▶ [Your goal]: Find each line in the records below that contains the word "glove", and copy every such line. Case counts, so capital and small letters must match.

********************

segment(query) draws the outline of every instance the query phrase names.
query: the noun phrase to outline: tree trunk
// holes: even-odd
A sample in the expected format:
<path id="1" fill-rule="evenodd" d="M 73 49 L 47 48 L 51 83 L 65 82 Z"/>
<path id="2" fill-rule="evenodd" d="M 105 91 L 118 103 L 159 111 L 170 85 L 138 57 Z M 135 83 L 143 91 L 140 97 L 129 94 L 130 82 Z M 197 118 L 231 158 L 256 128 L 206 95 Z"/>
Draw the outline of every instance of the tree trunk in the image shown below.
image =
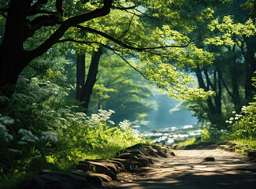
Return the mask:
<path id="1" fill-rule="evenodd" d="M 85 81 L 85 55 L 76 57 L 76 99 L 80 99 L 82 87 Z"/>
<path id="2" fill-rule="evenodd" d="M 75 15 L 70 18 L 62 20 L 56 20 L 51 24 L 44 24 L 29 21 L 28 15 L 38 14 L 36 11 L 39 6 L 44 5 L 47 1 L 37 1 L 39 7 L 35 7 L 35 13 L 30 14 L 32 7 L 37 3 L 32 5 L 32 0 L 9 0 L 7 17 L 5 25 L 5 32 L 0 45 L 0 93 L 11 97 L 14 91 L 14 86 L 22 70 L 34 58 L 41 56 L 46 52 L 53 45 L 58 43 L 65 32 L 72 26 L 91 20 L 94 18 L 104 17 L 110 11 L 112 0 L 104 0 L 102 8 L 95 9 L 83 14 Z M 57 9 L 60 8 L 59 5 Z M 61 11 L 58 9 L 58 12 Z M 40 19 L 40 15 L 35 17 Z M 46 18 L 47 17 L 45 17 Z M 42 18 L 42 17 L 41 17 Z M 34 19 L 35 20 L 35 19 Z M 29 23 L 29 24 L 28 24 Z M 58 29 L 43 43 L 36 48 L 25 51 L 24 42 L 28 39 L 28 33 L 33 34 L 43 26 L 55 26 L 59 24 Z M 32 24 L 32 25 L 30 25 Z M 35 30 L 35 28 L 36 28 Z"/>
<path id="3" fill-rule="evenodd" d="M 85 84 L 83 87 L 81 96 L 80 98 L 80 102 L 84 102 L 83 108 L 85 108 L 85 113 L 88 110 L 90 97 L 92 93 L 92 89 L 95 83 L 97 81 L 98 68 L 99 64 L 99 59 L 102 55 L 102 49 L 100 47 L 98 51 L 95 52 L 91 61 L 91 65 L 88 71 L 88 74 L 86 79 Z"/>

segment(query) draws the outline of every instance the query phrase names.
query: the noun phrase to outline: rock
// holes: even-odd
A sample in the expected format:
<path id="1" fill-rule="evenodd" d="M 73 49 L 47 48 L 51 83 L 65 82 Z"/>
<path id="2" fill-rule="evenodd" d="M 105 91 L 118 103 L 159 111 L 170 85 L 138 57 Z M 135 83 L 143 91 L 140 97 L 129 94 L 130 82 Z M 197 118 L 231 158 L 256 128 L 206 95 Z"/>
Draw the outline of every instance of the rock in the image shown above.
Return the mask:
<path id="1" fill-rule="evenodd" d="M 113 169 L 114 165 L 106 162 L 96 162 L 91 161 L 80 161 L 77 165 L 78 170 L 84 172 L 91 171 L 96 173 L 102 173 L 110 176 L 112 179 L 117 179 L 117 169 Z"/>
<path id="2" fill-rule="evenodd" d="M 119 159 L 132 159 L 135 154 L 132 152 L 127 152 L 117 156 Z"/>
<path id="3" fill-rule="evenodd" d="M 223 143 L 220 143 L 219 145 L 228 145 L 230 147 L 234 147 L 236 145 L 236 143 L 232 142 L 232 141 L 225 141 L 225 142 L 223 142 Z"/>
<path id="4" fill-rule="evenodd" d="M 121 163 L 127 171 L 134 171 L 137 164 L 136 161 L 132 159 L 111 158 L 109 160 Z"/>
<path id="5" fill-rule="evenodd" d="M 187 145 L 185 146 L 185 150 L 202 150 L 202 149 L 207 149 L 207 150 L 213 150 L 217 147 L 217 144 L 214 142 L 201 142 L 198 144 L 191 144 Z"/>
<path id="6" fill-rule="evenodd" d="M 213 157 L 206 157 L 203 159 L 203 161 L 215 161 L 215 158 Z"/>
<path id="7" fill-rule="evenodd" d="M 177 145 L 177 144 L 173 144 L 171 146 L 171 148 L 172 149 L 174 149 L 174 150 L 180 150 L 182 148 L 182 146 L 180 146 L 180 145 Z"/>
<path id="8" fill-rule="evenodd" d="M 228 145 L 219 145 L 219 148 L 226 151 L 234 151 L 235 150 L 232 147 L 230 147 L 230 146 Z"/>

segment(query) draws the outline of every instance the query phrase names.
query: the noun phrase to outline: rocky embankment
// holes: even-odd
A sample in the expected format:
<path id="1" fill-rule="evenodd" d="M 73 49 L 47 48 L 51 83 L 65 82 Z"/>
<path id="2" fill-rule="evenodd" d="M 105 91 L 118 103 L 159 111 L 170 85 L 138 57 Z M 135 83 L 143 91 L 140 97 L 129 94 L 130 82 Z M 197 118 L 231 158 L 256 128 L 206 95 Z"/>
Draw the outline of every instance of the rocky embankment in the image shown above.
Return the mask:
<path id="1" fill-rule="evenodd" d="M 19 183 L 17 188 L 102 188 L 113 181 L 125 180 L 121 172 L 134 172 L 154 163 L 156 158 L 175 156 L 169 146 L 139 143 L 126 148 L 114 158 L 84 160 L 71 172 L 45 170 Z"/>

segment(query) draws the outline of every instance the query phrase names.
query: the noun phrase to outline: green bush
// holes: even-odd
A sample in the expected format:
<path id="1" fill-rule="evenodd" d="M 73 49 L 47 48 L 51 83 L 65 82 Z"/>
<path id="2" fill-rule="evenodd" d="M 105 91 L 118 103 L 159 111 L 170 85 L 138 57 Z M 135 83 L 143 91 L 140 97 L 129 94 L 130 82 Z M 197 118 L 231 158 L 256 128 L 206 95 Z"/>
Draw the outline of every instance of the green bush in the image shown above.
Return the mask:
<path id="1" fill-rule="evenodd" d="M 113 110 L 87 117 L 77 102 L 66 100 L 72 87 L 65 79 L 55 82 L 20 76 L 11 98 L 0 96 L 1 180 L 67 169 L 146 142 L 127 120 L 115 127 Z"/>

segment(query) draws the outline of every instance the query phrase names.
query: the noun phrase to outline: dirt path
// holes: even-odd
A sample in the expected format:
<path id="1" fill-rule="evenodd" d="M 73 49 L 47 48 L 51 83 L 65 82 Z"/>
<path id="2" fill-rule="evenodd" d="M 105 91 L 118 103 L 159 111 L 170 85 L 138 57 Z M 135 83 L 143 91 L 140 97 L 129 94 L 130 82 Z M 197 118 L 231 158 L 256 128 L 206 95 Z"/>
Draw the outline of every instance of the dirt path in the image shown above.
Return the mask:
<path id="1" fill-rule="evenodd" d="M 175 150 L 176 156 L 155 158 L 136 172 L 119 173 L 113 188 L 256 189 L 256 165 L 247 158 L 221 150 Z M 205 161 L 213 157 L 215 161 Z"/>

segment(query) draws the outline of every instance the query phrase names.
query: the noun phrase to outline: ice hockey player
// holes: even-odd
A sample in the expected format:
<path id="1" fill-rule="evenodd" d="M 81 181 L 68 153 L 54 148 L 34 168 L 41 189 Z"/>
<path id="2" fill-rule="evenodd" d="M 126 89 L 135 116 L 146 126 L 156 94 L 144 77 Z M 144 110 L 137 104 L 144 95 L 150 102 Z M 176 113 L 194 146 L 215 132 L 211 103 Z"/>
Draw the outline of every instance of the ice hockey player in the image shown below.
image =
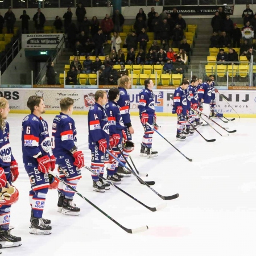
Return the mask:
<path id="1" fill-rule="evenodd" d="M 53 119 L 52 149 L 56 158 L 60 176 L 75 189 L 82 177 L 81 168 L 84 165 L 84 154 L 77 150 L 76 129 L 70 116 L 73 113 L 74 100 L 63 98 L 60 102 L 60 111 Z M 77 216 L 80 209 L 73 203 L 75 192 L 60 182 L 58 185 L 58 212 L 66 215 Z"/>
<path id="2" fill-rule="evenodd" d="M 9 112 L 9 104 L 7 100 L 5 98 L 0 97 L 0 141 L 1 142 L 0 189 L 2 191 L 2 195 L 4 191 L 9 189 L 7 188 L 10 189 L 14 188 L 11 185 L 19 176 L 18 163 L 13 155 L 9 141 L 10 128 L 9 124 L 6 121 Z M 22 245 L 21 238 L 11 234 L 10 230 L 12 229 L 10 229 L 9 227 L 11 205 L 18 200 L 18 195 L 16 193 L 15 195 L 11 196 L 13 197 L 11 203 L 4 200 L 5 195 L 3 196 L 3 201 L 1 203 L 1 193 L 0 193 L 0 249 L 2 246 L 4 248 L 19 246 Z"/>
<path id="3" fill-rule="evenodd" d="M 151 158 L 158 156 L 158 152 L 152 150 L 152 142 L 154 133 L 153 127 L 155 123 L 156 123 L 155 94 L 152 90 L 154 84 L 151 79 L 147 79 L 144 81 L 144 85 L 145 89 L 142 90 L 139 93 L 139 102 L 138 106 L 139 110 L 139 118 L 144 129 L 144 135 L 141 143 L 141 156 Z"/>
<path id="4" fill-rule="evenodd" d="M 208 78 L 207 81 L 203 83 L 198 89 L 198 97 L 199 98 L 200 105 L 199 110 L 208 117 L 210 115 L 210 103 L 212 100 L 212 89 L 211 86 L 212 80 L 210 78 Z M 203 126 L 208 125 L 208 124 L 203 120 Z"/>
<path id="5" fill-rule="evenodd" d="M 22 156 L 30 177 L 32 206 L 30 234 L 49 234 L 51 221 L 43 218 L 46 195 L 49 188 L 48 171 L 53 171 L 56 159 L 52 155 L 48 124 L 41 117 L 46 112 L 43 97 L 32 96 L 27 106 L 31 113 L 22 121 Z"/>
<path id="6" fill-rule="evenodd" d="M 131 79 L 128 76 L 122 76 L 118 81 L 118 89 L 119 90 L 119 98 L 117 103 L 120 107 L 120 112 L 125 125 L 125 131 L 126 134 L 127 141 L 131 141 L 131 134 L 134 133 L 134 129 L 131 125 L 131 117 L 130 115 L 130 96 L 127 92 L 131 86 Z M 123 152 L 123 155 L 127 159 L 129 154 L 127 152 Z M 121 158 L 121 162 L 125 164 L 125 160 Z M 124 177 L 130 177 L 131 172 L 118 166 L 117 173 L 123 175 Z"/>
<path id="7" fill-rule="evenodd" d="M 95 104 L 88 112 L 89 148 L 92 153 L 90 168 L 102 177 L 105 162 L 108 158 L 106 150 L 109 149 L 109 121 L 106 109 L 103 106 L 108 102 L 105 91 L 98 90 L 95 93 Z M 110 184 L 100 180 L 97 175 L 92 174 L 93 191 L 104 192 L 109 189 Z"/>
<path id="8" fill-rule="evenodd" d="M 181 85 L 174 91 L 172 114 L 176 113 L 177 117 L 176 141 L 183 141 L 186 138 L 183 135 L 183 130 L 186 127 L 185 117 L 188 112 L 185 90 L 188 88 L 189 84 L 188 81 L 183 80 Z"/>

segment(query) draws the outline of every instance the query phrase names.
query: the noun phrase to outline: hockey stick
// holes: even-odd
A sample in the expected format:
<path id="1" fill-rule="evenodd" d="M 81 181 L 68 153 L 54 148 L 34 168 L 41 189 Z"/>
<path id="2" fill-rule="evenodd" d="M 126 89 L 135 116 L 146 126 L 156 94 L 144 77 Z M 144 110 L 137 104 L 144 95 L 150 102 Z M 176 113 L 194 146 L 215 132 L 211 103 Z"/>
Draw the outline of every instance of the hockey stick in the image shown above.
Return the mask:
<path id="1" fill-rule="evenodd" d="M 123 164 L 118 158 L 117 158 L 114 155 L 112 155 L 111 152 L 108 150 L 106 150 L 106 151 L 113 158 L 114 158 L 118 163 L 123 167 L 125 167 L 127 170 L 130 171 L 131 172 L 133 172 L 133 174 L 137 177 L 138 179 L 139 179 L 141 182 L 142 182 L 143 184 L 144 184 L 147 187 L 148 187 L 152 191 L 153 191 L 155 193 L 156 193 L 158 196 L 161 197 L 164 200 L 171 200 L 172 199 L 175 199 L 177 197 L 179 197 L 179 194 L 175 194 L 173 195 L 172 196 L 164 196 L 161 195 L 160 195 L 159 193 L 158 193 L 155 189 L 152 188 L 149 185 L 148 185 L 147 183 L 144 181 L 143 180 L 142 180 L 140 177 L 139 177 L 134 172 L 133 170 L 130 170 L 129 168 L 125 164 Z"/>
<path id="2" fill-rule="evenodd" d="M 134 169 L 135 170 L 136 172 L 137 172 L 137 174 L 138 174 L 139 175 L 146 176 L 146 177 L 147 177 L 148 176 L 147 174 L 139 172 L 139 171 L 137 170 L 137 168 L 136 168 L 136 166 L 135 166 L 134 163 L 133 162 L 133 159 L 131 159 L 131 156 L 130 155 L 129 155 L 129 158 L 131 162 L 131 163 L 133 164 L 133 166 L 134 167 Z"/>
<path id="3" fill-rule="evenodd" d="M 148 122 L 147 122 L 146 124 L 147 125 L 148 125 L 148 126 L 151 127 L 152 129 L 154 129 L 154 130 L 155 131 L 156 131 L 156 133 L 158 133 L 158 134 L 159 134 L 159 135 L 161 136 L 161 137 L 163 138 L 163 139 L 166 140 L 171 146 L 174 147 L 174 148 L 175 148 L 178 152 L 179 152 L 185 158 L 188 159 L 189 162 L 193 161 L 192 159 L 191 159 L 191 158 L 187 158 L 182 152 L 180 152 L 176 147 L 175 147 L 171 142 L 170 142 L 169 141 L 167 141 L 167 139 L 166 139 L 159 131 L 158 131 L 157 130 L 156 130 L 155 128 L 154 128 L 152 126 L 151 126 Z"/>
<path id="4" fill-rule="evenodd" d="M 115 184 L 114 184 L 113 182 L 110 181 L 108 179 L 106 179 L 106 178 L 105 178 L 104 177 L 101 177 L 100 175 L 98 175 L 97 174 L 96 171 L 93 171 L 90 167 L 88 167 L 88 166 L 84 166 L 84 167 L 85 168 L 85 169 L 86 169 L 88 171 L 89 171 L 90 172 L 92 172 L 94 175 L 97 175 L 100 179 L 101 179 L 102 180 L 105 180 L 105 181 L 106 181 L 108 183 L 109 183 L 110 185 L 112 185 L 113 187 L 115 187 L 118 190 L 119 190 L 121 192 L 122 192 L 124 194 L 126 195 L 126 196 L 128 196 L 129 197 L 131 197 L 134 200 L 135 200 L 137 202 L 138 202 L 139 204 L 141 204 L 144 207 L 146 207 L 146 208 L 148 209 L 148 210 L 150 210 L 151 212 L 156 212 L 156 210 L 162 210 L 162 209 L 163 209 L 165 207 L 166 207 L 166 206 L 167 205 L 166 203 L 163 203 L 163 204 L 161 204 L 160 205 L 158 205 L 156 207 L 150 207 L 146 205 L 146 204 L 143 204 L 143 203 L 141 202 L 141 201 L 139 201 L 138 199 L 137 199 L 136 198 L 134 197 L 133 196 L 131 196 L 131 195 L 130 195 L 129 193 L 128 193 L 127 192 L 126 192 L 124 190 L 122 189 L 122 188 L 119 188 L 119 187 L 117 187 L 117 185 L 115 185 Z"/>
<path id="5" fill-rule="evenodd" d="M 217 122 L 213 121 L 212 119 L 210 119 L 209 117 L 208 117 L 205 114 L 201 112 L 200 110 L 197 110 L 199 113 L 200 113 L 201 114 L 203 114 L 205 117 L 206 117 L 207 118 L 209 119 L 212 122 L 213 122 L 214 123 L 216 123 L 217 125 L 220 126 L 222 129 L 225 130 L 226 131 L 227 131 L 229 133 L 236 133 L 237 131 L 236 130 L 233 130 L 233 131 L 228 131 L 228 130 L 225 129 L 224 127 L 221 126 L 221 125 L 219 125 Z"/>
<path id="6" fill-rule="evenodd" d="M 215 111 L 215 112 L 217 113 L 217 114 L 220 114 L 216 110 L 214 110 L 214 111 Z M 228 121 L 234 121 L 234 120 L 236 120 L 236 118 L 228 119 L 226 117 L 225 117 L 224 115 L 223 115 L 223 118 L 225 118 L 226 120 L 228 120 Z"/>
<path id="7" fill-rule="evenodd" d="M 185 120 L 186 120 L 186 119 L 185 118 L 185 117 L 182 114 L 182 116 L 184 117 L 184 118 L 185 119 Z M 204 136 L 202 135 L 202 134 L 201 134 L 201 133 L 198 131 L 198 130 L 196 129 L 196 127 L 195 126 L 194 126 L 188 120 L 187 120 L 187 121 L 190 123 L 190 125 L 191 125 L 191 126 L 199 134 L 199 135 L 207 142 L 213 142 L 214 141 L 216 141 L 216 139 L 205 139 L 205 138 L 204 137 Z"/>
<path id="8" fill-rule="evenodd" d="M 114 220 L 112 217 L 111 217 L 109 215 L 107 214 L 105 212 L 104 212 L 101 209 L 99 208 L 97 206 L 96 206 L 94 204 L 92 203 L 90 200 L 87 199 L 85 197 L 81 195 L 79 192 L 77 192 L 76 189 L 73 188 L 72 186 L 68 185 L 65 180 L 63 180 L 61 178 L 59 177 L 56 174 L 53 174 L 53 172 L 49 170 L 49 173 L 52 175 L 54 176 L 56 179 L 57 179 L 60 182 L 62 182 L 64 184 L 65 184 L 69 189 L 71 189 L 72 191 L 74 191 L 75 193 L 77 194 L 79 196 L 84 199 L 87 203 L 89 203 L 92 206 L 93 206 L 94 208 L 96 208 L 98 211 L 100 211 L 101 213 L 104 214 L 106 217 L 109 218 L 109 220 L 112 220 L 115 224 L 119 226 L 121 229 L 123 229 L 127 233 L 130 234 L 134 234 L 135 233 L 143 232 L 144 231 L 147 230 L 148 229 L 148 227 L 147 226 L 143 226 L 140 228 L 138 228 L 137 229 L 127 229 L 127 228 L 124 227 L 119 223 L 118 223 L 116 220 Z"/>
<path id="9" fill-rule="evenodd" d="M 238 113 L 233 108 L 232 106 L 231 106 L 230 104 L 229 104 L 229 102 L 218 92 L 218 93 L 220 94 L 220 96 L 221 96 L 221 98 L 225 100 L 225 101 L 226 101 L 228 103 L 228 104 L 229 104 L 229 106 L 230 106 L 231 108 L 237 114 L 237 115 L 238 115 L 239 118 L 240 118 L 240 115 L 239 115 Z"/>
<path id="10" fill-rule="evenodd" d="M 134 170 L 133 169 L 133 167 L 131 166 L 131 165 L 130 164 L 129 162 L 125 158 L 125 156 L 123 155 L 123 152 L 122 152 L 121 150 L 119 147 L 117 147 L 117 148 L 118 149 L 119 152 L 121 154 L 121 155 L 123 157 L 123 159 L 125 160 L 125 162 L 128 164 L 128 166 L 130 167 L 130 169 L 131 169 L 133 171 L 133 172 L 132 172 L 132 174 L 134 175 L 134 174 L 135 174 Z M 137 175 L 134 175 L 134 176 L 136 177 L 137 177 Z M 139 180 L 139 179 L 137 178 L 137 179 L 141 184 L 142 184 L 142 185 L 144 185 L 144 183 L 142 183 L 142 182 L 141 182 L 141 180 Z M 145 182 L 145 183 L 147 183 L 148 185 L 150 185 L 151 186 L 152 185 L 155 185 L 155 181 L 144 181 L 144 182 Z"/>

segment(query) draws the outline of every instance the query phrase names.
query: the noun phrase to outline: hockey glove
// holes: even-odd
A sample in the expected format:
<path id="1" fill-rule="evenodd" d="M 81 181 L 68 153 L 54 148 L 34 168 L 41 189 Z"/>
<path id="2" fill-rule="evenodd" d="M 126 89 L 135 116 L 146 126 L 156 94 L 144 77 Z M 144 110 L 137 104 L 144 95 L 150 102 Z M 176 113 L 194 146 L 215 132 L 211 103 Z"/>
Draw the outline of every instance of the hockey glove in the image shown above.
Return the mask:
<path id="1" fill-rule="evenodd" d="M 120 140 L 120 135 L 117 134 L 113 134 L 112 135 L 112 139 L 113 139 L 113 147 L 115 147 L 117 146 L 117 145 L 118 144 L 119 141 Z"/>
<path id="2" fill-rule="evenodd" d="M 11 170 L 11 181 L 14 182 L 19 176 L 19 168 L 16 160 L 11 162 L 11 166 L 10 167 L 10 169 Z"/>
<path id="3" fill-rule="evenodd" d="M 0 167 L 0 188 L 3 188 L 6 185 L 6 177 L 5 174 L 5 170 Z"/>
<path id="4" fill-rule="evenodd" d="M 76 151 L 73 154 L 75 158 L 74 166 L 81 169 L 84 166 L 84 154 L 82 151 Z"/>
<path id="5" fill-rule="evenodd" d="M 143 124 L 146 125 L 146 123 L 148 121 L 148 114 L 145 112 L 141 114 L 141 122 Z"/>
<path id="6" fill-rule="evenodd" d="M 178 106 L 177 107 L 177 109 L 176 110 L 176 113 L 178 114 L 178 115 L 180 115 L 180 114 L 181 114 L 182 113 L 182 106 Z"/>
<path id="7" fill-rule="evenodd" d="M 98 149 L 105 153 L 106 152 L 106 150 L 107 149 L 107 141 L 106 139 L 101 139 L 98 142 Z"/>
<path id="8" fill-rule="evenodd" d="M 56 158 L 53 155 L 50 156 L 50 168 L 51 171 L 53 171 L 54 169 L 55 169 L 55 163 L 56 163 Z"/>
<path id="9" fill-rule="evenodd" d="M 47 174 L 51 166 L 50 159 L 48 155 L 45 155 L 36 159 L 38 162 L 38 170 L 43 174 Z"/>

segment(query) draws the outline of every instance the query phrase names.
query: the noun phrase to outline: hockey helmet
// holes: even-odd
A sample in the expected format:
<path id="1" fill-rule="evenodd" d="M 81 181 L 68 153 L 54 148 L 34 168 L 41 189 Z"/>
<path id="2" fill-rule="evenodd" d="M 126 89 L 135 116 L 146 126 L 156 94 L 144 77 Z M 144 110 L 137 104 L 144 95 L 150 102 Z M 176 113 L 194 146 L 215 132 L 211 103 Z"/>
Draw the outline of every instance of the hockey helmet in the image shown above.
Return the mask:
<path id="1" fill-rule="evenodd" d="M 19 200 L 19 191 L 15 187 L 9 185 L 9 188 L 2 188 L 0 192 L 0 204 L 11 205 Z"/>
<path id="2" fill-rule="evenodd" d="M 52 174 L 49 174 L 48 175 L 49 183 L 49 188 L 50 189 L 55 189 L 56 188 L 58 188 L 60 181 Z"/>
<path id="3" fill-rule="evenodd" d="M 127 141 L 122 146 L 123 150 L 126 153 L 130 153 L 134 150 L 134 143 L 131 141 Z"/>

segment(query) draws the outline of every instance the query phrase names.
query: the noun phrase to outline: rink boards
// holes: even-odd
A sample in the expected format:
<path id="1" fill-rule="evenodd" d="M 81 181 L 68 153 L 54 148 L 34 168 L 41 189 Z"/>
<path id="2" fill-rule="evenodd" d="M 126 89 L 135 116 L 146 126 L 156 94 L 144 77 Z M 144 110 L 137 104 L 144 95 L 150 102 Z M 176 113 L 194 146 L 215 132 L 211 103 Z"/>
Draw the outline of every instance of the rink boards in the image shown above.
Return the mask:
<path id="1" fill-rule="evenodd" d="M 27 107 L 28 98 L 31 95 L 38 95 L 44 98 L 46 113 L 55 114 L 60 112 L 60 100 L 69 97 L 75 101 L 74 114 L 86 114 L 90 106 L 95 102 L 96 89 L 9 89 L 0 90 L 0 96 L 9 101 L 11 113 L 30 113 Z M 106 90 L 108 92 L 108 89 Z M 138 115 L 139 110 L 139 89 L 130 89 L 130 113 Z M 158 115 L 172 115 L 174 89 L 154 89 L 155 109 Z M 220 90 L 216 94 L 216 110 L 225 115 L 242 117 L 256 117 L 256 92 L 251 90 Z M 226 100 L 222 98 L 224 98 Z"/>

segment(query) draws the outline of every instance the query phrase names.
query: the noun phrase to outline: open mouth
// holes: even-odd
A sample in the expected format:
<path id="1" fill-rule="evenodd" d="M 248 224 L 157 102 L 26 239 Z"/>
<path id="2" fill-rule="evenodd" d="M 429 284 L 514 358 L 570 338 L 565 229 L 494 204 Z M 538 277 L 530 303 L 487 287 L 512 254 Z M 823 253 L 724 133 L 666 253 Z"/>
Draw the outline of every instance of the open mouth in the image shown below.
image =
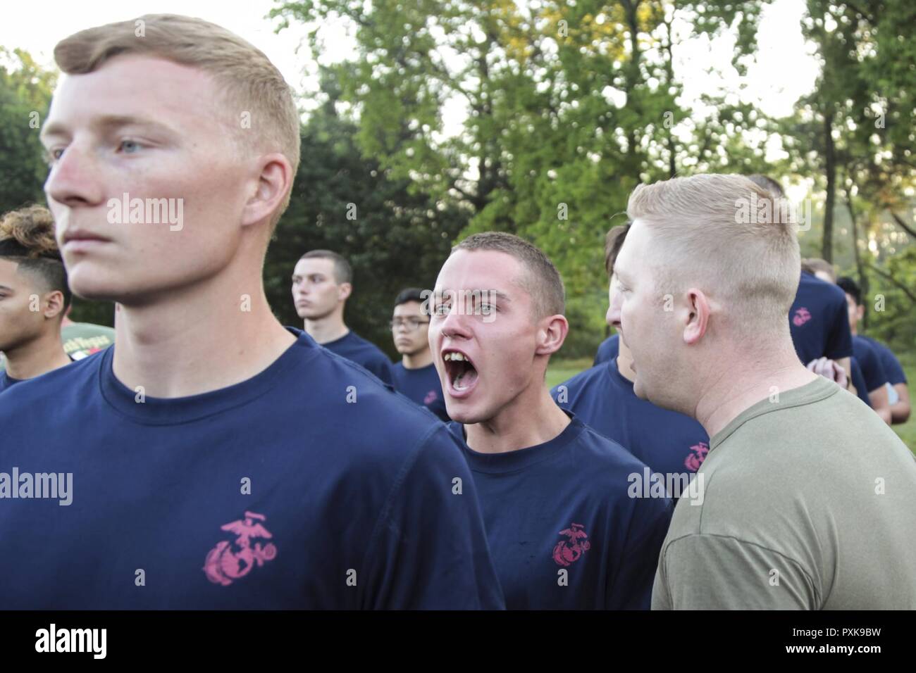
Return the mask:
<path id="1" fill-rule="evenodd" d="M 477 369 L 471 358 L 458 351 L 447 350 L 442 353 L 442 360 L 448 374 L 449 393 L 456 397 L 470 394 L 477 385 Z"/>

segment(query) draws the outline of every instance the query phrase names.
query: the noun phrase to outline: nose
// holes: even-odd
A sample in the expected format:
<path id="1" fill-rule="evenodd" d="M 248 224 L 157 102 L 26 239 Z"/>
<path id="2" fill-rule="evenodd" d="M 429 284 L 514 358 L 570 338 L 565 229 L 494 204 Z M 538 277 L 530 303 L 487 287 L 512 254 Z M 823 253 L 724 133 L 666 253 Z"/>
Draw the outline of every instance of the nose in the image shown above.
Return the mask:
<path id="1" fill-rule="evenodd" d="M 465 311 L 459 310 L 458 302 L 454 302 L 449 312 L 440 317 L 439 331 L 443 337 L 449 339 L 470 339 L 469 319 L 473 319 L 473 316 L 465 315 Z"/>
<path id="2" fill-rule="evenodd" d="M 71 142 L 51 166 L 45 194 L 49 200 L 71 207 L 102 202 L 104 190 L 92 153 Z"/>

********************

▶ [In response]:
query: the noun phrase to outline: hockey glove
Draw the outline of every instance of the hockey glove in the image shown above.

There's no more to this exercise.